-- WRITTEN REQUEST --
Please extend the article on computing transaction response time in IBM Maximo, starting after its last sentence.

-- TEXT EXTRACT --
○ ○ ○ ○ ○ ○ ○
Computing the Response Time per Transaction in IBM Maximo
Delays, delays, delays..
In this age of obsession with fast processing speed and the monetary loss for every delayed transaction, companies are throwing away money in upgrades each time they fail to spot the real bottleneck. I've had some experience with companies who went as far as adding another server or maxing out the server's maximum heap size because the only clues they are left with are the frequent server crashes and OutOfMemoryErrors.
Pointing Out the Wrong Bottleneck
It is easy to assume that a simple memory upgrade can resolve the problem when all you are presented with are errors related to memory. Most people who encounter descriptive errors assume that the only step that remains is to address the issue. The log says you're running out of memory? Add more! Simple, right? Wrong. Most of the time, these fast and simple solutions leave us frustrated when after a few days or so, we realize that it does not work and the issue remains. What's worse is that the computer still tells you the same error over and over again.
Maybe this is all a misunderstanding. Computers don't lie, they tell you every information they got but they are not native English speakers or even "human" speakers. All you have to do is know how to translate and use that information and make a proper analysis to decode what the computer means when it says this or that. When faced with another seemingly descriptive error such as an OutOfMemoryError, think deeper. Is it really an out of memory error? What caused this error? Is it safe to assume that the server simply couldn't handle the amount of transactions? Or are there other underlying issues that prevent the server from performing as well as they are supposed to?
This article will focus specifically on IBM Maximo but the same analysis can be done on other applications as well. Let's begin with our sources of data before we proceed to analysis.
The Message Tracking application is useful in checking when a message was received, processed, or encountered an error. The message ID, queue name, status, and interface name are all very important details that identify a specific transaction. If you want to know how long it took before a transaction was processed, you can simply subtract the received date from the processed date found in the message tracking history table. The result produced by this method is just a close estimate since milliseconds are usually not displayed or captured by the database.
○ ○ ○ ○ ○ ○ ○
-- RECORD EXCERPTS --
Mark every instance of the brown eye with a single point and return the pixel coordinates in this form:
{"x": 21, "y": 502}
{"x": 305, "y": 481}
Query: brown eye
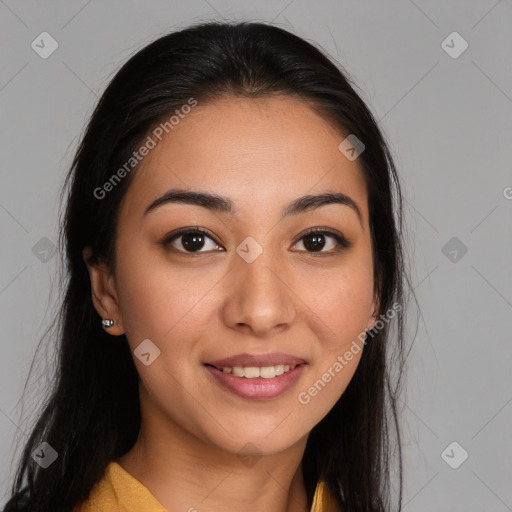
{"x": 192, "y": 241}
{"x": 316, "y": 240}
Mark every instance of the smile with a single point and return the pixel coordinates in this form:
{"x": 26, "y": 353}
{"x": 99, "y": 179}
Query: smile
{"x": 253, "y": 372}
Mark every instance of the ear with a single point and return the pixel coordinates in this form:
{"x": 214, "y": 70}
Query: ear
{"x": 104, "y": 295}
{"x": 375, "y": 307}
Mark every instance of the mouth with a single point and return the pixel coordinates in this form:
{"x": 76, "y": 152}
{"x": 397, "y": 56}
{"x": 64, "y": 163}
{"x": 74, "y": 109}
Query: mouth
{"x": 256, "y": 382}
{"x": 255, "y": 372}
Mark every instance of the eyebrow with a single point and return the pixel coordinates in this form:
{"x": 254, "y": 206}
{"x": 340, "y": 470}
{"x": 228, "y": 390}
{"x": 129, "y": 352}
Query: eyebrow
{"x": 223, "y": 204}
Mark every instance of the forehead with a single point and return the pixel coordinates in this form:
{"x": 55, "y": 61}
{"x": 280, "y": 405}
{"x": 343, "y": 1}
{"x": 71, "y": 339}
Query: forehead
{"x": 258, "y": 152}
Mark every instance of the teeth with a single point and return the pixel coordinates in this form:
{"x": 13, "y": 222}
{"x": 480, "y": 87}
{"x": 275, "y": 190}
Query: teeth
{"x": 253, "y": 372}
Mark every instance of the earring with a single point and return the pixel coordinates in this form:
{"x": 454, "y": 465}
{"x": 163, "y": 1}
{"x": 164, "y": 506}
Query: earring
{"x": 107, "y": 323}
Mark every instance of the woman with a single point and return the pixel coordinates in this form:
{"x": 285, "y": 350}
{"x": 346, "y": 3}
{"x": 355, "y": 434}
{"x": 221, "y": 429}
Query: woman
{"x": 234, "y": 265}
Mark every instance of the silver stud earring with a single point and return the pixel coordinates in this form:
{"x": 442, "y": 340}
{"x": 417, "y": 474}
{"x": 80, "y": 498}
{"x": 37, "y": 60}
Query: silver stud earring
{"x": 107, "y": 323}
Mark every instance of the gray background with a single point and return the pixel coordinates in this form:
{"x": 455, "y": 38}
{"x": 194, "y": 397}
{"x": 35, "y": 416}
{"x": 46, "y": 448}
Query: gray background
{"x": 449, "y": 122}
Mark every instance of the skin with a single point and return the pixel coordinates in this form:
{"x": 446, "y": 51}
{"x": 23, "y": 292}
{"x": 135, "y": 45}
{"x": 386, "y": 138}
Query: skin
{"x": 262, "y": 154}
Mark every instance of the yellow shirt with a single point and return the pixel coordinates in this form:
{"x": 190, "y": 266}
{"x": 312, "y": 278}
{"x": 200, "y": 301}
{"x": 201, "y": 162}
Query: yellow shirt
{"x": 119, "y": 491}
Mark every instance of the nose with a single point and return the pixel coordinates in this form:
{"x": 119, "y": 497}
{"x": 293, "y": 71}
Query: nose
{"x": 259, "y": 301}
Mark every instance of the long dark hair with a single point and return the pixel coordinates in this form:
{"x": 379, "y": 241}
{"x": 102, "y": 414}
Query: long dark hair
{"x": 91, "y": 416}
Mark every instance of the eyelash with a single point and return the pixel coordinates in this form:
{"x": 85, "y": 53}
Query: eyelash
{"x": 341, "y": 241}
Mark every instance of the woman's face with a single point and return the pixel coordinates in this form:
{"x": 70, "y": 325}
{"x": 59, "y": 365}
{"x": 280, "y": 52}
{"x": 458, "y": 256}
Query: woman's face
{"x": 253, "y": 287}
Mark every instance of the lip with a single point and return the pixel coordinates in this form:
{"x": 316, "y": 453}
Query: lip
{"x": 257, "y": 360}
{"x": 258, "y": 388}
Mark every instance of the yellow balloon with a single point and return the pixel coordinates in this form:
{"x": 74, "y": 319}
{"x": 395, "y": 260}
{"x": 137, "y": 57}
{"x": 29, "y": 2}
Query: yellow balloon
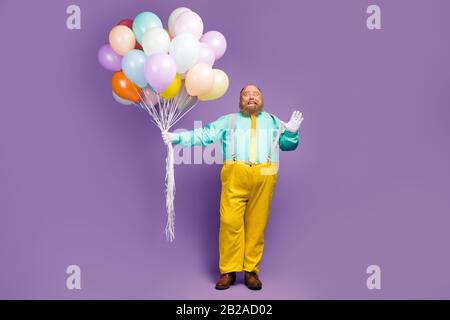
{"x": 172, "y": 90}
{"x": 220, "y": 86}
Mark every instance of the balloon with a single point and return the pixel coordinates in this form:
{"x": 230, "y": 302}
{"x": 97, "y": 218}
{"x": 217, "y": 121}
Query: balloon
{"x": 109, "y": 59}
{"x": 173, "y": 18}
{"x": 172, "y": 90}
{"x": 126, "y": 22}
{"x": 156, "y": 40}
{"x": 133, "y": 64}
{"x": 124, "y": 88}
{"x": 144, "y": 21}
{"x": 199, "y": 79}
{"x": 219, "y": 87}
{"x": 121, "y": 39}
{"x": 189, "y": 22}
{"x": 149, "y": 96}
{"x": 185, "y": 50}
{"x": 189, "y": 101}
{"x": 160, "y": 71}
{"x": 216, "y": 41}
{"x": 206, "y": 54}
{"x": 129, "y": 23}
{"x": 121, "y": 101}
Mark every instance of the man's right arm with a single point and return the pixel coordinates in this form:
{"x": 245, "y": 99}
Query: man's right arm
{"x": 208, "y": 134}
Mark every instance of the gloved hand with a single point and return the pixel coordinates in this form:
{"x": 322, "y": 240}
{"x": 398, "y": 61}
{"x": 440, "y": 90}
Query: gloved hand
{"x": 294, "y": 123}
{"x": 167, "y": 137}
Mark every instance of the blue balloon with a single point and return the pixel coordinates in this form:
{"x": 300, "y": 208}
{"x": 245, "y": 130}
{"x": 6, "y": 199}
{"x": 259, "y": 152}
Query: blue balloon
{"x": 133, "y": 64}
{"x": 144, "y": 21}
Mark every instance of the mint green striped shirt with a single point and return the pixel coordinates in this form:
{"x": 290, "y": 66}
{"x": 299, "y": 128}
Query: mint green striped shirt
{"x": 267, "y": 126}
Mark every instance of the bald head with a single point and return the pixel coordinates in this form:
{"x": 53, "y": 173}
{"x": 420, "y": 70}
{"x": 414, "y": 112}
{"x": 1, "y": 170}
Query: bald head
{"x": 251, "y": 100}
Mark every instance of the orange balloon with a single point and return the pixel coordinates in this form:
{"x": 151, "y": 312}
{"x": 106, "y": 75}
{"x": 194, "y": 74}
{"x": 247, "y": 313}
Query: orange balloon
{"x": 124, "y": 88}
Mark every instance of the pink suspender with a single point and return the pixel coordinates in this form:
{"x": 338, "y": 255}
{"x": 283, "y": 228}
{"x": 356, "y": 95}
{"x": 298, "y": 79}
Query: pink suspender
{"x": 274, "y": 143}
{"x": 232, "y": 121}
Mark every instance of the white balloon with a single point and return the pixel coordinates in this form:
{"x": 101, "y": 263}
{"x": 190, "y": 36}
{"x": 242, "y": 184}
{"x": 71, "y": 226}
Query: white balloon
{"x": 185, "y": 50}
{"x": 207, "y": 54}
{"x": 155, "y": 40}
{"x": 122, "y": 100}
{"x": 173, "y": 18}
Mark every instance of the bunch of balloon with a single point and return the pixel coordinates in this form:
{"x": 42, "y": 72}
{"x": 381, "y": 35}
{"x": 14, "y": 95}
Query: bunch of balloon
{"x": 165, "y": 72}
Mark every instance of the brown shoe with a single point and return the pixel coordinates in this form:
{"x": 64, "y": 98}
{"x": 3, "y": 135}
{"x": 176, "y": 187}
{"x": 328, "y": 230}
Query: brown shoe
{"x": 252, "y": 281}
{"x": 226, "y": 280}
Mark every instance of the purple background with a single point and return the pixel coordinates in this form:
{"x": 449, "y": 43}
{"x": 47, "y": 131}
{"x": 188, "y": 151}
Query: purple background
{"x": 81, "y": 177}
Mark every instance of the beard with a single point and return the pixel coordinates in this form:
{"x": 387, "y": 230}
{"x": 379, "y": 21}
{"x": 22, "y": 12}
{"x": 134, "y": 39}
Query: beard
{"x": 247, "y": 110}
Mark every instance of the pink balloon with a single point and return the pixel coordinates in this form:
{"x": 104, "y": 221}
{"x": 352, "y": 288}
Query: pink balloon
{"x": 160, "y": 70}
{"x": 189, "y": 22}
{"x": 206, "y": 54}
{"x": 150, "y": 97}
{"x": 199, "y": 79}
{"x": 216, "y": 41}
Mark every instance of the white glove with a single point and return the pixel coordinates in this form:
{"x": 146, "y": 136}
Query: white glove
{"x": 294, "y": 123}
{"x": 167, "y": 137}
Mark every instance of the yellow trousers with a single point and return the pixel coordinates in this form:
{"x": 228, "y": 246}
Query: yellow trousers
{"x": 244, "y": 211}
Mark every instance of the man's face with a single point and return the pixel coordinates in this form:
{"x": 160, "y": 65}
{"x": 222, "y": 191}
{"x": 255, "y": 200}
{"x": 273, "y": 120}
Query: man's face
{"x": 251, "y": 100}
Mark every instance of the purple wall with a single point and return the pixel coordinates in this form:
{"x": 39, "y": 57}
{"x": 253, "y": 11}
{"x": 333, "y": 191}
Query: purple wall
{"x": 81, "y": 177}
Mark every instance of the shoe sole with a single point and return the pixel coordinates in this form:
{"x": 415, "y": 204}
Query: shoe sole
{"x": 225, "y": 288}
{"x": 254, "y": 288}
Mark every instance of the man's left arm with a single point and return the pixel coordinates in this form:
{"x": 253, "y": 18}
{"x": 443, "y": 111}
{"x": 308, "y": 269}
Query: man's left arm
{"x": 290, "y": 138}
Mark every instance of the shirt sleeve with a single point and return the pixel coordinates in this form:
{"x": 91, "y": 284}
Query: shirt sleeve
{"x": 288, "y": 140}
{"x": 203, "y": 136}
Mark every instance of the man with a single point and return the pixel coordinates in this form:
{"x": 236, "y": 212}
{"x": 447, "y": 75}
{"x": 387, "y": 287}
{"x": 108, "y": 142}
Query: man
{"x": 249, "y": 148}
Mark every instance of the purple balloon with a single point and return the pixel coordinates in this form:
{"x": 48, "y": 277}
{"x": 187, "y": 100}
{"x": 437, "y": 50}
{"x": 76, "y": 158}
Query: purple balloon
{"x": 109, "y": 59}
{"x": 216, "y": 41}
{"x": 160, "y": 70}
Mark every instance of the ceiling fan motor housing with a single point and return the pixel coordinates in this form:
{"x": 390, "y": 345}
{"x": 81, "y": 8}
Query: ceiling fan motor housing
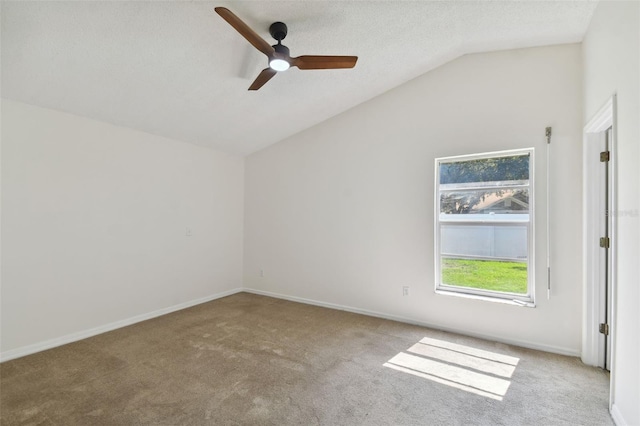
○ ○ ○ ○ ○ ○ ○
-- SOLVED PROBLEM --
The transaction's status. For this article, we'll only mention the RECEIVED and PROCESSED status.
The date and time when the transaction was received or processed.
The transaction's unique identifier.
However, this method works only in the perfect world where every transaction that lands in the queue are picked-up and processed immediately; otherwise, the amount of time when the message waited in the queue is added to your computation. The response time you've just computed becomes even more inaccurate as the application experiences down times or delays caused by the external systems you are interfacing with or any other cause.
System Log Files
The System log files are very useful as well. It provides information not usually found in the front-end or recorded in the database tables. Almost all activities within the application including what happens behind the scenes can be found here. The time when a cron task ran, picked-up the messages from the queue, processed each message one at a time (sequential), and finished processing all the messages it picked-up are all written in the logs. The best thing about the logs is the time stamp that includes milliseconds. You can see in great detail when each transaction was sent to the endpoint and when the endpoint sent back an HTTP Response OK (processed) or some error (timeout or other errors).
A Challenge In Identifying the Root Cause
When a Maximo application is integrated with external systems and uses many interfaces that share the same queue, it can be difficult to identify the root cause of delayed transactions processing. In some setups, there's only one inbound queue and one outbound queue shared by multiple interfaces.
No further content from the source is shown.